## Exercise aim:
Turn the lines of the listing below into a numbered list, starting at the line that contains "Where can you see the narrow" and ending after the line that contains "(1026, 746)". Skip any blank lines.
[start]
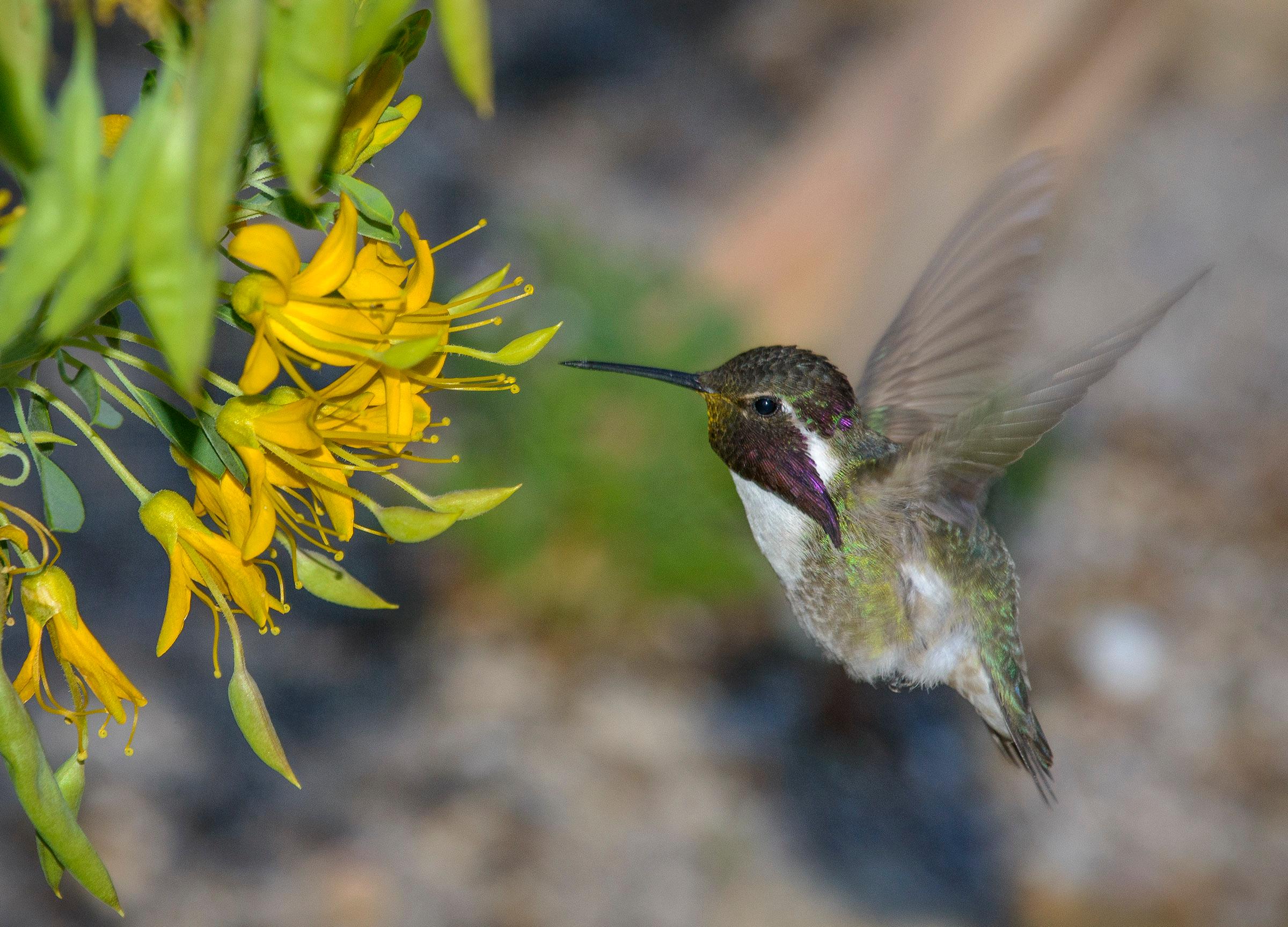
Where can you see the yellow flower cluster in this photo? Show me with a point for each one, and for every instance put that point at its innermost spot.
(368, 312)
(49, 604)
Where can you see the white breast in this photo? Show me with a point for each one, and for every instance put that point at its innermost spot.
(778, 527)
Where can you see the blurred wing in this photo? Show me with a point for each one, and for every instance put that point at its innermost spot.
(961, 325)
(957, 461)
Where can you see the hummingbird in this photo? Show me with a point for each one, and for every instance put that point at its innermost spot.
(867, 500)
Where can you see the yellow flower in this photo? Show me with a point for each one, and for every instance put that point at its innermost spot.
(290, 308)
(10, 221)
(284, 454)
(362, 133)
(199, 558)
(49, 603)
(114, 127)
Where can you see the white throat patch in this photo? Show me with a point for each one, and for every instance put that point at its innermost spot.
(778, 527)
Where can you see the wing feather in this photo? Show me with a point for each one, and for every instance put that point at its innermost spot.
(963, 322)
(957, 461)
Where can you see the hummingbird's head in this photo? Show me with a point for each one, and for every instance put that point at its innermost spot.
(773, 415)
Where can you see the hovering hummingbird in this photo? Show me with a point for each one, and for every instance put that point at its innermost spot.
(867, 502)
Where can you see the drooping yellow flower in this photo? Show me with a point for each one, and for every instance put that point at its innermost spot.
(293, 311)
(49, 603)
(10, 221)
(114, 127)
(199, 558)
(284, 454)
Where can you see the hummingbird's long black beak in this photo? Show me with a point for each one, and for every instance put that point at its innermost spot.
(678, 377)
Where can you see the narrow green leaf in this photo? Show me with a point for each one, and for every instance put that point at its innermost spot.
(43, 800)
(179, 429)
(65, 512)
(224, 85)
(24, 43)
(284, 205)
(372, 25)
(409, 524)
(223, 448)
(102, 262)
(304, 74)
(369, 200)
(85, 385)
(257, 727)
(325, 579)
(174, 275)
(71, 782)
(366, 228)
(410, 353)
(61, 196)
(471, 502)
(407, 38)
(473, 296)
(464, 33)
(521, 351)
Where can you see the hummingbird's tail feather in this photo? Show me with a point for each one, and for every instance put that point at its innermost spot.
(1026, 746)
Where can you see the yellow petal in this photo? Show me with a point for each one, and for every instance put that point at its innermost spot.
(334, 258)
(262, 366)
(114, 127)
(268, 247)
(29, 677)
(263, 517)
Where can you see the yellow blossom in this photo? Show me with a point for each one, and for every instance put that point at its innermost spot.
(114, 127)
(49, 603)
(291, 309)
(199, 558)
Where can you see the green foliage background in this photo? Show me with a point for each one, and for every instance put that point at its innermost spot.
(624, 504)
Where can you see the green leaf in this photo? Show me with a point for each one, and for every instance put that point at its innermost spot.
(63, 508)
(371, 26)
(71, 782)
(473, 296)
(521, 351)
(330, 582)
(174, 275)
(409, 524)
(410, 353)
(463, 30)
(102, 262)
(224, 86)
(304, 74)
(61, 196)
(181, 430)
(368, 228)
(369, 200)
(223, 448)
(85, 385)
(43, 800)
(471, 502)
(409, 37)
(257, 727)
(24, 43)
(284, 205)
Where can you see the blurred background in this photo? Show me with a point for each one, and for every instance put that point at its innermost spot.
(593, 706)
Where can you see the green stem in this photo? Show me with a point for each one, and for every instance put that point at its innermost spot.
[end]
## Output:
1. Where can you see the narrow green leaf in this photo? Show me with a point for each one, and for every instance put that point at its innermost spot.
2. (43, 800)
3. (179, 429)
4. (65, 512)
5. (224, 85)
6. (24, 43)
7. (284, 205)
8. (372, 25)
9. (409, 524)
10. (223, 448)
11. (102, 262)
12. (304, 74)
13. (369, 200)
14. (85, 385)
15. (257, 727)
16. (325, 579)
17. (174, 275)
18. (71, 782)
19. (366, 228)
20. (410, 353)
21. (61, 196)
22. (471, 502)
23. (407, 38)
24. (473, 296)
25. (464, 33)
26. (521, 351)
27. Where can you see the hummingbird's tail feather in this photo? Show me with a point for each one, and for every instance put that point at its innermost spot.
28. (1026, 746)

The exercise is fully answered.